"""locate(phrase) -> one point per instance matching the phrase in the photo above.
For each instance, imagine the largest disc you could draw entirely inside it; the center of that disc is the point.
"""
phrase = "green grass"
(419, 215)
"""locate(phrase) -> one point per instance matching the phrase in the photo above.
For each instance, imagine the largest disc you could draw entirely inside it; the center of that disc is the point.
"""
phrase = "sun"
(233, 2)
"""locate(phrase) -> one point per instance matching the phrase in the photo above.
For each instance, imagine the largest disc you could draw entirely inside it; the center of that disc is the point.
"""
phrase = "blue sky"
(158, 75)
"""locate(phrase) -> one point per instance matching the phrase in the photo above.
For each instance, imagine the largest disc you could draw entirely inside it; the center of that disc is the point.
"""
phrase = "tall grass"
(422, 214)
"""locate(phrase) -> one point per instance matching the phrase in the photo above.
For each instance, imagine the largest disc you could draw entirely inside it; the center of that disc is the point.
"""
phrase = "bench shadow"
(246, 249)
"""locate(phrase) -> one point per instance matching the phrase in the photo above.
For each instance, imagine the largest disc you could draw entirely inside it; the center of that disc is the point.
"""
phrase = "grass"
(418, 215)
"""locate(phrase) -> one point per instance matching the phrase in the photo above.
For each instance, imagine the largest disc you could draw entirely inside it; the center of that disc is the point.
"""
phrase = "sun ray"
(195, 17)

WHAT YOU WILL DO: Revise the entries above by changing each "largest disc" to "biggest circle" and keeping everything else the same.

ANSWER TO THE PROBLEM:
"""locate(phrase) -> one point per instance matching the phrase in the photo above.
For each instance, imagine the biggest circle you could draw entirely inside it; the center of that disc is the point.
"""
phrase = "green grass"
(419, 215)
"""locate(phrase) -> one point per instance matching the phrase in the photo above.
For each instance, imagine the biggest circle you could draw entirely inside it; the center of that disc is the point.
"""
phrase = "sun"
(233, 2)
"""locate(phrase) -> one point per instance matching the phrase in the photo above.
For each instance, imagine the biggest circle you could draw entirely inside it; the center of that disc is the point.
"""
phrase = "blue sky"
(158, 75)
"""locate(phrase) -> one point per instance matching the phrase in the photo above.
For each instance, imagine the biggest circle you could draw entirely inside it; the center of that disc is the point.
"""
phrase = "tall grass"
(422, 214)
"""locate(phrase) -> one point per instance matching the phrase in the photo above.
For each instance, imagine the biggest circle you could draw entirely inside it; the center of that disc is the point.
"""
phrase = "bench shadow"
(246, 249)
"""locate(phrase) -> one point per instance matching the phrase in the photo above.
For each instance, imagine the biggest circle you could draw entirely inside it; the center of that disc is the point.
"""
phrase = "grass"
(418, 215)
"""locate(phrase) -> one point per instance matching the phrase in the photo above.
For each instance, imagine the biggest circle you could draw entirely inside it; the center of that disc is the point.
"""
phrase = "sun ray"
(195, 17)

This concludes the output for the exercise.